**Page:**
## Begin
Author J. J. Guest’s magnum opus, Alias ‘The Magpie’, significantly beat the odds when it won its Round 1 match against #6 seed Cragne Manor. Although scheduling problems delayed the interview, he graciously took the time to answer several questions in-depth for the edification of fans. We think you’ll agree that it was worth the wait…
Q: You have an extensive background in theater. How much has your experience on and around the stage influenced the design of your games?
JJG: I wouldn’t say my theatre experience was extensive–far from it! I got into improvisational comedy (Improv) in 2015 primarily because I hoped it would help my writing. By that point I’d already been writing IF for 15 years. I had done some amateur dramatics in my youth–I played Marvin the Paranoid Android in a school production of Hitch-Hikers and I have a couple of LAMDA exam certificates (grade 5 with distinction and grade 6 with honours!) but when I started writing Alias I hadn’t trodden the boards in years. Did the improv experience make a difference? I can’t say it really did, because it’s a completely different process from writing. In an improv show you’re reacting to your fellow improvisers (and the audience) and saying the first thing that comes into your head. Writing is much more considered, and you have the luxury of time. If I’d been able to come up with the kind of witty retorts the Magpie is capable of on stage then I’d be one heck of an improviser! Those kinds of lines come to me at three o’clock in the morning or when I’m in the bath.
I still perform occasionally, in an award-winning children’s storytelling show called The Extraordinary Time-Travelling Adventures of Baron Munchausen. Performing for children is terrifying though, so I don’t volunteer for many shows.
Q: Inform 7 appears to be your preferred tool, and it makes use of certain theatrical metaphors (e.g. on-stage/off-stage, backdrops, scenes) in describing some of its built-in tools for authors. Do you find that these tools map well to real-life theater? Do you use them in your games?
JJG: I think they’re useful metaphors in that writing a parser game (for me, anyway) is a little like directing a play–you have to make sure that all the players are in the right place at the right time. Alias ‘The Magpie’ has a relatively small map and most of the characters move around it at various points in the game. I made extensive use of scenes and each scene has its own unique rules. There’s one scene where Hamcester’s prize bull, Sparkenhoe, ends up in the saloon, and during that scene you can enter the saloon from any of three directions, but you can only leave the way you came in (the reasoning being that it’s too dangerous to cross the room). This was important from a storytelling point of view because it gets Lord Hamcester out of his office, which you need to search, but you can only arrive there by entering the house via the first floor and sneaking down the stairs behind his back. It took a devil of a long time to work all this stuff out, and I think the rooms changed relative positions half a dozen times during the early stages of production. The layout of the map was crucial. There could only be one entrance to the collection room and the music room, or things started to get very complicated, and those two rooms switched places quite late on in the process.
## End
**Short exercise:**
Answer these questions from the interview:
1. Which opponent did Alias 'The Magpie' defeat in its Round 1 match?
2. In what year did the author take up improvisational comedy?
3. What is the name of Hamcester's prize bull?
You won't need the entries for anything here.

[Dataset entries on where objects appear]
## Begin
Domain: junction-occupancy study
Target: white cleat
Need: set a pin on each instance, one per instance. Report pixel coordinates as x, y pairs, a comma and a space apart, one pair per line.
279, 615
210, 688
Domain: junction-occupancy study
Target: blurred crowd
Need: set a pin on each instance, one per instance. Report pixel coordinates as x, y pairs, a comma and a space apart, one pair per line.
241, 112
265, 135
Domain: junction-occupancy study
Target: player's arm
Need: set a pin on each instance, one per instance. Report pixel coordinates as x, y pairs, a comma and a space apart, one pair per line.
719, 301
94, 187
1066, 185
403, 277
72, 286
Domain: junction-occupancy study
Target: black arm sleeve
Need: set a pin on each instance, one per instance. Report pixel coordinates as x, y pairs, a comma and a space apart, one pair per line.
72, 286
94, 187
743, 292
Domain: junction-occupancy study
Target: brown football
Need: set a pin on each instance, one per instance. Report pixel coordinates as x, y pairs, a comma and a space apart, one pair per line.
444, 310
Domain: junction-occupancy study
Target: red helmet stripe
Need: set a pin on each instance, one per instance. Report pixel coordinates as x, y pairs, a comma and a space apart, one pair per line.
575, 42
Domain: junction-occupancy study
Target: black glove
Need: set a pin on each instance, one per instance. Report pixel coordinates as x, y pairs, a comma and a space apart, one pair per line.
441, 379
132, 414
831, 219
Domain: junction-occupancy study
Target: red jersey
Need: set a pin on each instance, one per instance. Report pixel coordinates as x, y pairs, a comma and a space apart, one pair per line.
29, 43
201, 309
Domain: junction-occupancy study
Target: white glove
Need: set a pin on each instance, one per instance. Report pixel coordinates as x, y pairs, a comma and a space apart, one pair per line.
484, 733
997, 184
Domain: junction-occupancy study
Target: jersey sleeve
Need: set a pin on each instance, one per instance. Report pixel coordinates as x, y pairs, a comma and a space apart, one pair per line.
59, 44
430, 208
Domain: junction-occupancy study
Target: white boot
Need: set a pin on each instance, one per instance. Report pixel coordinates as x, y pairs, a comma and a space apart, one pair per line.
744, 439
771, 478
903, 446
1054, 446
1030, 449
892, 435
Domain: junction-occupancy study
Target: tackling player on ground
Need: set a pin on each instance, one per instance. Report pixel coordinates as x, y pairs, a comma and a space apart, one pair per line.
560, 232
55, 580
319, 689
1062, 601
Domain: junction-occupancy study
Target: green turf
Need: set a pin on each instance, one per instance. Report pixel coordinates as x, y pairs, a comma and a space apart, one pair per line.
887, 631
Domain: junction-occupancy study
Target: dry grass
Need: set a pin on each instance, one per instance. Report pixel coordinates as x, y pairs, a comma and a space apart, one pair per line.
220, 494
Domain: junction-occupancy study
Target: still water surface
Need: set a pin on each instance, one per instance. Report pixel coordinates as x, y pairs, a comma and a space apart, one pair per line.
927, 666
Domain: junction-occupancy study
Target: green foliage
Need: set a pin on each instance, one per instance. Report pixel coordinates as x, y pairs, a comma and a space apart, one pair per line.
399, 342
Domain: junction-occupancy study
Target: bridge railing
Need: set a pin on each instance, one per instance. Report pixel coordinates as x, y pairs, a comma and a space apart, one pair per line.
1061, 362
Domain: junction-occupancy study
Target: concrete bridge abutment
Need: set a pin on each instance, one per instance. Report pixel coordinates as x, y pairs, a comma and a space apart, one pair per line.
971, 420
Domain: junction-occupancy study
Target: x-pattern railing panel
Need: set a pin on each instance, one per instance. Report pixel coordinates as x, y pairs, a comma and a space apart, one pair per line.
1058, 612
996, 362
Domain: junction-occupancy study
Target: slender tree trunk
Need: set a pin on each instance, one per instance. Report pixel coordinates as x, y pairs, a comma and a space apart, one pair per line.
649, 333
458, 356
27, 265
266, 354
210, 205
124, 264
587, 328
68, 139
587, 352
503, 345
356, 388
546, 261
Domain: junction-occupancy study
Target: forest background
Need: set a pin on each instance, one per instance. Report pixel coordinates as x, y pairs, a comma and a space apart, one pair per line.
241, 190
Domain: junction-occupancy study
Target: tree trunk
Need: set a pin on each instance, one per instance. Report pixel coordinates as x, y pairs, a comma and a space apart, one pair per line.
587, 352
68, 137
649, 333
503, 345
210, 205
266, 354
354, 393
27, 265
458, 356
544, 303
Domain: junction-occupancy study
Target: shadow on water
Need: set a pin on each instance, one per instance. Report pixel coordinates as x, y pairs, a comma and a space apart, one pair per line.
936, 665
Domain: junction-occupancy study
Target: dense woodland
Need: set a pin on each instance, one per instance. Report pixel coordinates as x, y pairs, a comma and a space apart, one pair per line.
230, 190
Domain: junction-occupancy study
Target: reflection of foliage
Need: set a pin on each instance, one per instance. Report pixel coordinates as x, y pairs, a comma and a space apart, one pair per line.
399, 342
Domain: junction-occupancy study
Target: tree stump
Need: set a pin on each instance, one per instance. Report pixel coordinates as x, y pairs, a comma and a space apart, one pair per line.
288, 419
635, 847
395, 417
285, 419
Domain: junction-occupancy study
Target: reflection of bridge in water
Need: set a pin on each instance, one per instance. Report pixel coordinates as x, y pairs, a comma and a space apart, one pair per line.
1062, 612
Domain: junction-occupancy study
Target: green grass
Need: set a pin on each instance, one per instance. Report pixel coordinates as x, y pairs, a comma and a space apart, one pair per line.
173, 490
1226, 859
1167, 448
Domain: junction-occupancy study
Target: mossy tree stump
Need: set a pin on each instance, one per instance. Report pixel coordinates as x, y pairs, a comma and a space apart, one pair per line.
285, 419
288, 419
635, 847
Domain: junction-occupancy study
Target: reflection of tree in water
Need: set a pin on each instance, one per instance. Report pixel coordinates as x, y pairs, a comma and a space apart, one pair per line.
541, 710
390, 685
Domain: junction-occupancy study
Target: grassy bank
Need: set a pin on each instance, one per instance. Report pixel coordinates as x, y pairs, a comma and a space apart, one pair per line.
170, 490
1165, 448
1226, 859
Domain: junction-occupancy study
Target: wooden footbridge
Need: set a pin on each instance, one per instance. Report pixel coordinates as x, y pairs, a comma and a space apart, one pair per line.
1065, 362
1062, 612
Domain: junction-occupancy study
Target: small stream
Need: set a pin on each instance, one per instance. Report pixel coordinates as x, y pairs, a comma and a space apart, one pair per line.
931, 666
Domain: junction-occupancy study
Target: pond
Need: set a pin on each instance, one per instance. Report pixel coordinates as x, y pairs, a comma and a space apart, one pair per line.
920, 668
## End
**Finished answer:**
1. Cragne Manor, the #6 seed
2. 2015
3. Sparkenhoe